• [TASK DIRECTIONS] Write out each entry word for word.

• [Referring expression pointing data]
——
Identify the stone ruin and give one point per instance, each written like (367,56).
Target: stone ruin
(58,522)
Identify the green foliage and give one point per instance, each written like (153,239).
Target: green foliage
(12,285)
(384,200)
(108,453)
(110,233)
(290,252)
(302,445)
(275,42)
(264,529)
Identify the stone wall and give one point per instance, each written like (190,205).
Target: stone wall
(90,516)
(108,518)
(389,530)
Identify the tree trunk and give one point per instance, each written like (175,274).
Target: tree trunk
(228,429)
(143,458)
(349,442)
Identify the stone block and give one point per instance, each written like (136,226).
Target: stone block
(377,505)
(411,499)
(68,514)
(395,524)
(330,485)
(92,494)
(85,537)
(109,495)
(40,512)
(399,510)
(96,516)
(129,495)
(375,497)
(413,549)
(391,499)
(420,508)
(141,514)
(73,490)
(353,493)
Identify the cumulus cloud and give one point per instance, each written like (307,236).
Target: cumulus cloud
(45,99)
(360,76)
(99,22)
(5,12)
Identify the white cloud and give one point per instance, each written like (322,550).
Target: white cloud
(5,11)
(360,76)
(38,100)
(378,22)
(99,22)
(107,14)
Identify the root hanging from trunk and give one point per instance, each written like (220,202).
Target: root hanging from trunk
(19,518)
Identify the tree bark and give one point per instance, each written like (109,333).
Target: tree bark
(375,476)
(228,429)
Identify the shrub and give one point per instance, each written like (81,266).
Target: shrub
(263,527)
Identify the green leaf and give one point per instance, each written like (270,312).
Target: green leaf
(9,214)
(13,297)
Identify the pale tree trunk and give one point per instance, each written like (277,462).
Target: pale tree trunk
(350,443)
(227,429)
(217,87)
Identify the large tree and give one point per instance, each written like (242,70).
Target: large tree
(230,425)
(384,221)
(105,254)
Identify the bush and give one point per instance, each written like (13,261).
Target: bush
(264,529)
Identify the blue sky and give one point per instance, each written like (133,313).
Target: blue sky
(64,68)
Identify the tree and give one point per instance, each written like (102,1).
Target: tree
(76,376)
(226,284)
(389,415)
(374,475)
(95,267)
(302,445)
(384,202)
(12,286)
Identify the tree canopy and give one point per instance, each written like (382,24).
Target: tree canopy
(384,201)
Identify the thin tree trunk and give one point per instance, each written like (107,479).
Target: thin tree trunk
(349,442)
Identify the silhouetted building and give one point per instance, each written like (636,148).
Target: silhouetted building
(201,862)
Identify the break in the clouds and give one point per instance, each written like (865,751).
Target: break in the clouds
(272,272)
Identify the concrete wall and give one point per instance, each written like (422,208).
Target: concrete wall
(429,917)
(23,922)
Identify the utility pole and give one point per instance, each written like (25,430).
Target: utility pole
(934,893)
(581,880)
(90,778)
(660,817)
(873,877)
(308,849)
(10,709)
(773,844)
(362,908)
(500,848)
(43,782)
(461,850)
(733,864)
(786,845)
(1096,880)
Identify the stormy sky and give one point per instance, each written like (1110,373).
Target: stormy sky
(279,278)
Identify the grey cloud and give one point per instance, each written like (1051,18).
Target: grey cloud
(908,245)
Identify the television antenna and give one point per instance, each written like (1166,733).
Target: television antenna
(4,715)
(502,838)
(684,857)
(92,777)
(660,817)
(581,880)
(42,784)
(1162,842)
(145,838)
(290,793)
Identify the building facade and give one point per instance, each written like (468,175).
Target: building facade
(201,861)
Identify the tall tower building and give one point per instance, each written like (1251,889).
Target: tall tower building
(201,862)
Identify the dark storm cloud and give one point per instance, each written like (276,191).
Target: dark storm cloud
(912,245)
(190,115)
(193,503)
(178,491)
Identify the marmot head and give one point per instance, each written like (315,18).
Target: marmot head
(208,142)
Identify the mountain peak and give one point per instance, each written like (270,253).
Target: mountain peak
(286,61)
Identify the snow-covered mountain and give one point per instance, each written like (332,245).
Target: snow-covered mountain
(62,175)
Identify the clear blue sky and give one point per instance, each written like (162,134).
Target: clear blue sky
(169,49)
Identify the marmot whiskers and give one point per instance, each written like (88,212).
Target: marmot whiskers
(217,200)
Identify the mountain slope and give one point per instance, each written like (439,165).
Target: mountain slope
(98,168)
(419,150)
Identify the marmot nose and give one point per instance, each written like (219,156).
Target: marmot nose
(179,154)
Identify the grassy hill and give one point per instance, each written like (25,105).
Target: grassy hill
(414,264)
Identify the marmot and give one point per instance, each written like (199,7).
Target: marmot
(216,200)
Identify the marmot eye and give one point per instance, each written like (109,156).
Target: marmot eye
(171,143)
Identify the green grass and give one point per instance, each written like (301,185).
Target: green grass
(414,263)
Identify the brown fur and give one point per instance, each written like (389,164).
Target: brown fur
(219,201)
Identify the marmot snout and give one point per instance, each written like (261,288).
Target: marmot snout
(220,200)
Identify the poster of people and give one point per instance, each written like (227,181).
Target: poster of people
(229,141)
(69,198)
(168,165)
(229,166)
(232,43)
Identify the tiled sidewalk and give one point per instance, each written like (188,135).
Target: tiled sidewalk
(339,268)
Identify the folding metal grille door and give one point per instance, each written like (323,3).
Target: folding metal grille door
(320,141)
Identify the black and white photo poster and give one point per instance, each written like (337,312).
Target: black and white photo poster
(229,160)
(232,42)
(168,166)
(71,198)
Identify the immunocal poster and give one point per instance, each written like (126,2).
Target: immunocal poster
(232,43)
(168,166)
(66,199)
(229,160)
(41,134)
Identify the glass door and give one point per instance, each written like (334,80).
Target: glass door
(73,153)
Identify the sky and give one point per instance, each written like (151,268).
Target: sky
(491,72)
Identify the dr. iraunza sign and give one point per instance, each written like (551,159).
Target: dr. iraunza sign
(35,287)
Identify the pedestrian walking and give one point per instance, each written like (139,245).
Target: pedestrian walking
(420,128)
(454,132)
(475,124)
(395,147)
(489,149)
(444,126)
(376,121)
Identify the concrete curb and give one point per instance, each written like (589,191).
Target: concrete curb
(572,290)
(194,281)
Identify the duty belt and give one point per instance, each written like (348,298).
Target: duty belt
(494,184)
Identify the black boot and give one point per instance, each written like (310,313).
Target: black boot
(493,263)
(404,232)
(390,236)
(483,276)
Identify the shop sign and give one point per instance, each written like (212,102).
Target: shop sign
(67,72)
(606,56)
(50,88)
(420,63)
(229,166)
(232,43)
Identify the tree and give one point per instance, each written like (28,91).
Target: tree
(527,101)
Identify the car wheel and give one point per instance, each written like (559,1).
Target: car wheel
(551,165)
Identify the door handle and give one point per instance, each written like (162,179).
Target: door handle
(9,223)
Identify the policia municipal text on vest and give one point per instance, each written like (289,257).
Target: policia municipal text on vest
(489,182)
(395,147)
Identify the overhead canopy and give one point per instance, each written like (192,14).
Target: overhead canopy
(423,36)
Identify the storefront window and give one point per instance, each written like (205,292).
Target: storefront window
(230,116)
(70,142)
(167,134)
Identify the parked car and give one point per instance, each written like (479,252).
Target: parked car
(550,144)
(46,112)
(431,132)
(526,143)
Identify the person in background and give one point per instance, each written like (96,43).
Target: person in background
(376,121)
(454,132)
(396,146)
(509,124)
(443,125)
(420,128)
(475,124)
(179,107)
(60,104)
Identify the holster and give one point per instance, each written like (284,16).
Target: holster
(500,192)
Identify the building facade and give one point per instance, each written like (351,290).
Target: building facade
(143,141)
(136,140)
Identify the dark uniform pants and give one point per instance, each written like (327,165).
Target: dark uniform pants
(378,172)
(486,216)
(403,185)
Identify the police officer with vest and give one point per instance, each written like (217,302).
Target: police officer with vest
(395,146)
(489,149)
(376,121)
——
• [WORKED SOLUTION]
Identify the stone ruin and give one point per instance, each written like (367,56).
Target: stone ruin
(58,522)
Identify the green foliage and give one point per instance, each written like (153,239).
Target: green foliage
(12,285)
(384,200)
(108,453)
(110,233)
(290,252)
(302,445)
(275,42)
(264,529)
Identify the stone wall and give one point per instance, each written like (190,205).
Target: stone wall
(90,516)
(108,518)
(389,530)
Identify the tree trunk and give one point per instance, each written like (175,274).
Target: tree trunk
(228,429)
(143,458)
(349,442)
Identify the stone block and give one point per instance, each written like (136,226).
Target: stone block
(377,505)
(411,499)
(68,514)
(395,524)
(330,485)
(92,494)
(85,537)
(109,495)
(40,512)
(399,510)
(96,516)
(129,495)
(375,497)
(413,549)
(391,499)
(420,508)
(141,514)
(73,490)
(353,493)
Identify the cumulus cloud and give one point per instance, each written like (307,236).
Target: cumulus cloud
(45,99)
(360,76)
(99,22)
(5,12)
Identify the white cloud and give one point per instance, each written like (322,550).
Target: white cloud
(5,11)
(360,76)
(38,100)
(378,22)
(99,22)
(107,14)
Identify the root hanging from trunk and give one point per instance, each written like (220,202).
Target: root hanging from trunk
(19,518)
Identify the tree bark and give one point per instance, each written like (109,333).
Target: tree bark
(375,476)
(228,429)
Identify the shrub and give one point per instance, each written like (81,266).
Target: shrub
(263,527)
Identify the green leaf and give one point per instance, each written like (270,312).
Target: green leaf
(9,214)
(13,297)
Identify the pale tree trunk and give one point per instance, each written like (277,462).
Target: pale tree trunk
(350,443)
(227,429)
(217,87)
Identify the large tree and give one point per instance, each written like (242,70).
Target: large tree
(230,425)
(384,221)
(105,254)
Identify the bush and give one point per instance, each written like (13,261).
Target: bush
(264,529)
Identify the blue sky and give one point per instance, each written like (133,313).
Target: blue sky
(64,68)
Identify the tree and give one point per instance, each written like (102,1).
Target: tree
(76,376)
(226,284)
(389,415)
(374,475)
(95,267)
(302,445)
(384,202)
(12,286)
Identify the tree canopy and give one point per instance, each written like (382,24).
Target: tree canopy
(384,201)
Identify the thin tree trunk and give one point per instance, each written like (107,479).
Target: thin tree trunk
(349,442)
Identify the silhouetted building and give one point per instance, each written like (636,148).
Target: silhouetted building
(201,862)
Identify the break in the clouds and give one point per instance, each written like (865,751).
Target: break in the clouds
(272,272)
Identify the concrete wall and give one point per instance, each written like (422,208).
Target: concrete wall
(429,917)
(23,922)
Identify the utility pole and give one point per instance, each written like (25,430).
Target: utility pole
(934,893)
(581,880)
(90,778)
(660,817)
(873,877)
(308,849)
(10,709)
(773,844)
(362,908)
(500,848)
(43,782)
(461,850)
(733,864)
(786,845)
(1096,880)
Identify the stormy sky and give one point per instance, each written like (1110,373).
Target: stormy sky
(279,278)
Identify the grey cloud and give one point per instance, each written like (1051,18).
Target: grey cloud
(908,245)
Identify the television antenna and give one point per instance, each written like (1166,733).
Target: television antenna
(4,715)
(502,838)
(684,857)
(92,777)
(660,817)
(581,880)
(42,784)
(1162,842)
(145,838)
(290,793)
Identify the building facade and give one point per instance, each written like (468,175).
Target: building facade
(201,861)
Identify the tall tower building and give one point per instance, each written like (1251,889).
Target: tall tower building
(201,862)
Identify the dark storm cloud and give one point per instance, each written like (276,191).
Target: dark storm cloud
(912,245)
(190,115)
(193,503)
(178,491)
Identify the marmot head and give one point per instance, each written like (315,18).
Target: marmot head
(208,142)
Identify the mountain peak and give one point per instance, each written like (270,253).
Target: mountain peak
(286,61)
Identify the snow-covered mountain and give one point per instance, each written like (332,245).
Target: snow-covered mountain
(62,175)
Identify the clear blue sky and give one point per instance, each written like (162,134).
Target: clear blue sky
(169,49)
Identify the marmot whiskers and give one point per instance, each written like (88,212).
Target: marmot whiskers
(217,200)
Identify the mountain slope and give one point per instance, each written like (439,165).
Target: mountain slope
(98,168)
(419,150)
Identify the marmot nose and give one point per instance, each written like (219,156).
Target: marmot nose
(179,154)
Identify the grassy hill and give one point per instance, each written like (25,105).
Target: grassy hill
(414,264)
Identify the marmot and give one point per instance, each written like (199,7).
Target: marmot
(216,200)
Identify the marmot eye and give one point per instance, each written like (109,156).
Target: marmot eye
(171,143)
Identify the green grass and give one point per instance, each written like (301,185).
Target: green grass
(414,263)
Identify the brown fur and give one point per instance, each written like (389,164).
Target: brown fur
(219,201)
Identify the marmot snout and give one point per instance, each written like (261,288).
Target: marmot snout
(220,200)
Identify the poster of people and give one point per instance, each written like (227,181).
Target: poster of people
(229,141)
(69,198)
(168,165)
(229,166)
(232,43)
Identify the tiled sidewalk and give one point per instance, each written like (188,135).
Target: tiled sidewalk
(339,268)
Identify the folding metal grille door and give one point per instance, each written like (323,3).
Target: folding metal grille door
(320,141)
Identify the black and white photo poster and give one point per instance, each written like (337,312).
Target: black and white photo poster
(229,160)
(232,42)
(168,166)
(71,198)
Identify the immunocal poster and give one point per instance, each written like (126,2).
Target: immunocal poster
(232,43)
(168,166)
(66,199)
(229,160)
(41,134)
Identify the glass door and give one point per instance, each written like (334,80).
Target: glass door
(73,153)
Identify the sky and give one point per instance, each written like (151,268).
Target: sky
(491,72)
Identify the dr. iraunza sign and give one point per instance, each written like (551,159).
Target: dr. iraunza sign
(35,287)
Identify the pedestrian walking and give one point per instance, each written like (139,245).
Target: pedestrian walking
(420,128)
(454,132)
(475,124)
(395,147)
(489,149)
(444,126)
(376,121)
Identify the concrete curb and give one point per instance, each written like (589,191).
Target: concrete curb
(572,290)
(194,281)
Identify the duty belt and give one point per instance, each written like (348,298).
Target: duty belt
(494,184)
Identify the black boot and give one point per instance, each written like (310,313).
Target: black boot
(493,263)
(404,232)
(390,236)
(483,276)
Identify the shop sign and give one point per instance, each written like (212,102).
Target: shop sign
(67,72)
(606,56)
(50,88)
(420,63)
(229,166)
(232,43)
Identify the tree and give one point per instance, each written like (28,91).
Target: tree
(527,101)
Identify the car wheel and give one point per instance, each written like (559,1).
Target: car wheel
(551,165)
Identify the door handle and give one point per instance, each written like (162,179).
Target: door handle
(9,223)
Identify the policia municipal text on vest and give one point per instance, each written like (289,257).
Target: policia municipal text on vest
(489,182)
(395,147)
Identify the overhead canopy and give one point per instance, each written like (192,14).
Target: overhead canopy
(423,36)
Identify the storefront window and give one point per instance, each written like (205,292).
Target: storefront window
(230,116)
(70,142)
(167,134)
Identify the parked car and give one point per instance, each written like (479,252).
Target: parked car
(550,144)
(46,112)
(431,132)
(526,143)
Identify the person in background and give one point per instance, each written like (96,43).
Target: person in background
(376,121)
(454,132)
(396,146)
(509,124)
(443,125)
(420,128)
(475,124)
(179,107)
(60,104)
Identify the holster and give one point per instance, each written like (284,16).
Target: holster
(500,192)
Identify the building facade and give one point per instance, each written like (351,290).
Target: building facade
(143,141)
(136,140)
Identify the dark uniform pants and give one point per instance, each written like (327,165).
Target: dark uniform pants
(378,172)
(486,216)
(403,185)
Identify the police officer with vest and give one point per instance, each written like (217,302).
Target: police officer with vest
(395,146)
(489,149)
(376,121)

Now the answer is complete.